*Exercise aim:* Can you write out the listing below as a numbered list, dropping any blank lines?

Stored data:
=-=-=-=-=

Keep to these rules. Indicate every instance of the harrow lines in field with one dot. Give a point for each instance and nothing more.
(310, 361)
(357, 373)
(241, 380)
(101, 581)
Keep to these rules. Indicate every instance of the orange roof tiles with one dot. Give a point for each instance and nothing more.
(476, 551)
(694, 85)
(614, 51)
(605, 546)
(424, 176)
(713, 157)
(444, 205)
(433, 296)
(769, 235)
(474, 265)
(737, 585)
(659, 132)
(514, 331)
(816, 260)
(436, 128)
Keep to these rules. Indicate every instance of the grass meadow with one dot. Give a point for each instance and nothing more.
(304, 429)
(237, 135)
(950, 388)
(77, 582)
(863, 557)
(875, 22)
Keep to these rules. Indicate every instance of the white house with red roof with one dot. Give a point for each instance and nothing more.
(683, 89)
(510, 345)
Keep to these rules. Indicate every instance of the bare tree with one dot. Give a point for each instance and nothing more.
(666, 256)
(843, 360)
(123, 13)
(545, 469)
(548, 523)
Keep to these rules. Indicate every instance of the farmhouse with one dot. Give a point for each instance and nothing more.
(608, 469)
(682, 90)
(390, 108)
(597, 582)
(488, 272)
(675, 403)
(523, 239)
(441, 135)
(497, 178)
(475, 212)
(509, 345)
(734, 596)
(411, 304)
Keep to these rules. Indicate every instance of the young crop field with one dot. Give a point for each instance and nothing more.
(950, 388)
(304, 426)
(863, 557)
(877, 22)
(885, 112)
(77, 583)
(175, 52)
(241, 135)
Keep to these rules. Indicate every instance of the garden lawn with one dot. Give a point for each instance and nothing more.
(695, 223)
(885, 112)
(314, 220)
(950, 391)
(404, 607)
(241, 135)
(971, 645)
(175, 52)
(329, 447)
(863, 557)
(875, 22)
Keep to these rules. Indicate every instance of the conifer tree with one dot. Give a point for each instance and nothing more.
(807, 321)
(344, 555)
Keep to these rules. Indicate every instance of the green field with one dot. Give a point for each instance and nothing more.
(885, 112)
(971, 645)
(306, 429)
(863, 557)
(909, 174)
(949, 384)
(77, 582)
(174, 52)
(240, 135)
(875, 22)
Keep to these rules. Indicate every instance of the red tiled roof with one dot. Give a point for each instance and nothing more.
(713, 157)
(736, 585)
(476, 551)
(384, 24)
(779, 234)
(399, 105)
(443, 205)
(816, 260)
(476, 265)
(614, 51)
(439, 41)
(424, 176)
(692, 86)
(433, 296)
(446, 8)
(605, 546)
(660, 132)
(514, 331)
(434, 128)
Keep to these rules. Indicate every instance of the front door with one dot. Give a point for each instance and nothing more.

=-=-=-=-=

*Reply to the task:*
1. Keep to these rules. Indicate every instance of the harrow lines in field with one dot. Give a point for each instance and nothing more.
2. (310, 361)
3. (357, 373)
4. (241, 380)
5. (101, 581)
6. Keep to these rules. Indicate every instance of the orange roof tiles with one dot. Give a point for each instance and nothing more.
7. (476, 551)
8. (694, 85)
9. (614, 51)
10. (605, 546)
11. (424, 176)
12. (713, 157)
13. (444, 205)
14. (433, 296)
15. (769, 235)
16. (474, 265)
17. (737, 585)
18. (659, 132)
19. (514, 331)
20. (816, 260)
21. (436, 128)
22. Keep to these rules. Indicate every instance of the grass meadow with one dot. Give a point for each instance and nothing more.
23. (304, 429)
24. (237, 135)
25. (950, 388)
26. (77, 582)
27. (863, 557)
28. (875, 22)
29. Keep to these rules. Indicate every instance of the white house with red roof with one dot. Give a point for each instance and nothing more.
30. (683, 89)
31. (510, 345)
32. Keep to these rules. Indicate every instance of the bare tree with one dot. Give a point for each instance and nothing more.
33. (666, 256)
34. (843, 360)
35. (123, 13)
36. (545, 469)
37. (548, 523)
38. Keep to these rules. Indicate every instance of the farmhouse with one dot. Give a point for each instance and nothing more.
39. (608, 469)
40. (682, 90)
41. (390, 108)
42. (597, 582)
43. (488, 272)
44. (675, 403)
45. (523, 239)
46. (441, 135)
47. (497, 178)
48. (475, 212)
49. (509, 345)
50. (734, 596)
51. (411, 304)
52. Keep to these rules. Indicate every instance of the young crop field with one dot. Give a point for each instance and nothing more.
53. (950, 388)
54. (304, 426)
55. (863, 557)
56. (877, 22)
57. (885, 112)
58. (77, 583)
59. (175, 52)
60. (241, 135)
61. Keep to these rules. Indicate every instance of the garden lawn with one dot. Give a point for each instance and nothing more.
62. (695, 223)
63. (885, 112)
64. (314, 220)
65. (950, 391)
66. (404, 607)
67. (241, 135)
68. (971, 645)
69. (175, 52)
70. (329, 447)
71. (863, 557)
72. (875, 22)
73. Keep to these rules. Indicate every instance of the conifer tree with one dot. Give a point for each instance and nothing more.
74. (807, 321)
75. (344, 555)
76. Keep to these rules. Indicate every instance of the green field with one dot. Give a point for each instance and nothing more.
77. (885, 112)
78. (971, 645)
79. (306, 429)
80. (863, 557)
81. (909, 174)
82. (949, 384)
83. (77, 582)
84. (174, 52)
85. (240, 135)
86. (875, 22)
87. Keep to these rules. Indicate every instance of the red tiled roof with one dot. Give a point for each instance and nothing more.
88. (713, 157)
89. (736, 585)
90. (476, 551)
91. (384, 24)
92. (779, 234)
93. (399, 105)
94. (443, 205)
95. (816, 260)
96. (476, 265)
97. (614, 51)
98. (439, 41)
99. (424, 176)
100. (692, 86)
101. (433, 296)
102. (446, 8)
103. (605, 546)
104. (660, 132)
105. (514, 331)
106. (434, 128)
107. Keep to these rules. Indicate every instance of the front door with one dot. Give a point for each instance and nothing more.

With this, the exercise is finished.